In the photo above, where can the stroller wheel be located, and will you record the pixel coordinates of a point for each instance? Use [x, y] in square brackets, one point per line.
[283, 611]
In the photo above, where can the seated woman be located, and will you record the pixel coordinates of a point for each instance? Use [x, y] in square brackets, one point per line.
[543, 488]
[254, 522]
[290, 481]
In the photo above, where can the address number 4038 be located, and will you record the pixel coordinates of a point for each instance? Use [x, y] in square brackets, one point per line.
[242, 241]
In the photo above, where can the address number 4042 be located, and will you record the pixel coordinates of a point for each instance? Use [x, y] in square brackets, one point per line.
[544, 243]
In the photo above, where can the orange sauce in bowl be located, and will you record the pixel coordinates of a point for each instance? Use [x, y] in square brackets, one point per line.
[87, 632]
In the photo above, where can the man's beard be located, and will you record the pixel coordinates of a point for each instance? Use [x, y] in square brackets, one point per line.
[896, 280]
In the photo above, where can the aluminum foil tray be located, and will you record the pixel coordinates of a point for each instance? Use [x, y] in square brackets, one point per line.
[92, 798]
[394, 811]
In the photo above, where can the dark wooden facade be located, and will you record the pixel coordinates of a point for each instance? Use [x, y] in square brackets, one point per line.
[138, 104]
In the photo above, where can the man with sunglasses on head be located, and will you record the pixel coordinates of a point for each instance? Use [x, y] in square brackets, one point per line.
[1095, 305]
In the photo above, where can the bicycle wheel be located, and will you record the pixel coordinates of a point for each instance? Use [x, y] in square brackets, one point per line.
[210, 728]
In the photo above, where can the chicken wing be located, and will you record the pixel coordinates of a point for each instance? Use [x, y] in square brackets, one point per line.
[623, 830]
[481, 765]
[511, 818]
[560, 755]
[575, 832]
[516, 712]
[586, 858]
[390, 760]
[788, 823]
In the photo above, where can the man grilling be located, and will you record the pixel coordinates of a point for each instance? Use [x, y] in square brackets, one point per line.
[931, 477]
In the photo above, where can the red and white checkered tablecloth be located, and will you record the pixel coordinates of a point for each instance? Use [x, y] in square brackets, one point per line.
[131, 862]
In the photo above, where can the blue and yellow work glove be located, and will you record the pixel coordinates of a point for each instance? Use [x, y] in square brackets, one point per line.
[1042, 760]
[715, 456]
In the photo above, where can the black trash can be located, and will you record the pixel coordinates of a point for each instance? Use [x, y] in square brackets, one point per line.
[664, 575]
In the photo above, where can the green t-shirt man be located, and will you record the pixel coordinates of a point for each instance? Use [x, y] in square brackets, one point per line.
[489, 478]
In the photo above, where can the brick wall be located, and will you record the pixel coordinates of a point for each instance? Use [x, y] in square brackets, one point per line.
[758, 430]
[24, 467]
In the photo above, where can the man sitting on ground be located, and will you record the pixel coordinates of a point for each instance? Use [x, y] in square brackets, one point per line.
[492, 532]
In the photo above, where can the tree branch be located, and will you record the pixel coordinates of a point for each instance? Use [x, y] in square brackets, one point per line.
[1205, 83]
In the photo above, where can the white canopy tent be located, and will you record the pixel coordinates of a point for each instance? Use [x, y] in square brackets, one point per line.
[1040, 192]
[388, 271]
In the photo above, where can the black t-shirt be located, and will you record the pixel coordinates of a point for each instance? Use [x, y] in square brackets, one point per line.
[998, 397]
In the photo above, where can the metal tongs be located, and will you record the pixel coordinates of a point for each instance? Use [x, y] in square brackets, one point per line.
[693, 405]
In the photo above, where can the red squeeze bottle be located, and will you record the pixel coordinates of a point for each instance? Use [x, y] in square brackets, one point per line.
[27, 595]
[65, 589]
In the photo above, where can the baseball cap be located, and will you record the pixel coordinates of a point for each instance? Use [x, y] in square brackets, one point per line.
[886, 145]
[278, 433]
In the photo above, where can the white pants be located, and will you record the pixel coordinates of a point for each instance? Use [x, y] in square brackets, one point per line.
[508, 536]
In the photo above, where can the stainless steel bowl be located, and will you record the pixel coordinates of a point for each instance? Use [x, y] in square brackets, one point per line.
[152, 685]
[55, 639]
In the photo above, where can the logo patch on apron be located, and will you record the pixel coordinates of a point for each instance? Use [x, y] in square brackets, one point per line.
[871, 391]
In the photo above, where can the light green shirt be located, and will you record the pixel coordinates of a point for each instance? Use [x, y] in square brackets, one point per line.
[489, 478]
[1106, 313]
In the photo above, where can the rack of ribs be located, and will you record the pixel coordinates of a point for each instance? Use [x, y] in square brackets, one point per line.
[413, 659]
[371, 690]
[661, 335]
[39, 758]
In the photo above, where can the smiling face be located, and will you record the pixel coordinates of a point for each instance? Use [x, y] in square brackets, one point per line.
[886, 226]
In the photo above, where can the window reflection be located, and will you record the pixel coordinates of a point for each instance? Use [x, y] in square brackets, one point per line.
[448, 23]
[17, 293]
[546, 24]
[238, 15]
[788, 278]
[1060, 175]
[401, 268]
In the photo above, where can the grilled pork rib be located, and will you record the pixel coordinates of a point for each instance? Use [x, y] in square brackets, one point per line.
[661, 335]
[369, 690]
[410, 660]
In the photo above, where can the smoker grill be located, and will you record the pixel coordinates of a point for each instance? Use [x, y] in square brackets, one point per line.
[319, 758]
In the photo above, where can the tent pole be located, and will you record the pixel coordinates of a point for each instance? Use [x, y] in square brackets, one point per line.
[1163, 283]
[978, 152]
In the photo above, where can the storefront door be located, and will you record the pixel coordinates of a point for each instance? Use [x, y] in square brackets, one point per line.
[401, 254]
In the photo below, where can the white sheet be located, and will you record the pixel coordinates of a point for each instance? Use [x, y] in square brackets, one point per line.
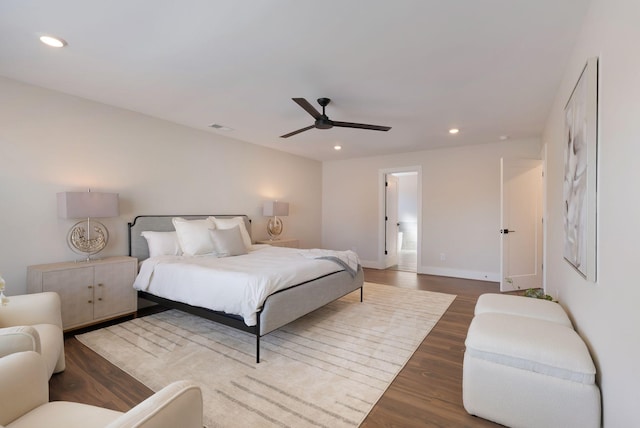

============

**The problem:** Rewrite the rows from the line containing "In the photo above, where can the black t-shirt" through the line containing "[1106, 313]", both included, and nothing else. Leave the requests unchanged, but multiply each coordinate in the answers by 1.8 and round it to a whole number, with halves rounded up.

**Result of this exercise:**
In the photo above, where can the black t-shirt be located, and will you record the pixel coordinates of a point for each instance? Use [x, y] in square brackets, one point per line.
[1796, 715]
In the photo above, where can the metal tongs be located, and will you record the pixel coordinates of a point for each instance? Use [x, y] in square brackets, one point per line.
[1247, 729]
In the photo above, where can the red squeeze bottle be located, and will you record the pixel coordinates of a point for each instance? Use [x, y] in square brackets, one point per line.
[49, 1071]
[117, 1060]
In the photo above, where can the baseball cap be located, and will you record the pixel coordinates of a point for each instance? Use [x, y] in square brackets, one point per line.
[1595, 261]
[500, 779]
In the photo above, where can the white pants be located, and will you record the pixel coordinates of a point for each instance? Use [x, y] in square brackets, one point per line.
[914, 965]
In the photo above, where can the stainless steel bowl be located, and will you record the pixel coordinates of a point for each instance? Use [x, y] in square brackets, one point per line.
[274, 1233]
[99, 1150]
In the photo above, where can the logo patch on apron be located, and will you record the pixel coordinates of a point for each instance? Use [x, y] in square brackets, one point per line.
[1568, 704]
In the photo above, where can the light green shirt be located, and will you record the pixel coordinates of a point for each instance? Use [x, y] in square brackets, one point per line.
[880, 860]
[1991, 563]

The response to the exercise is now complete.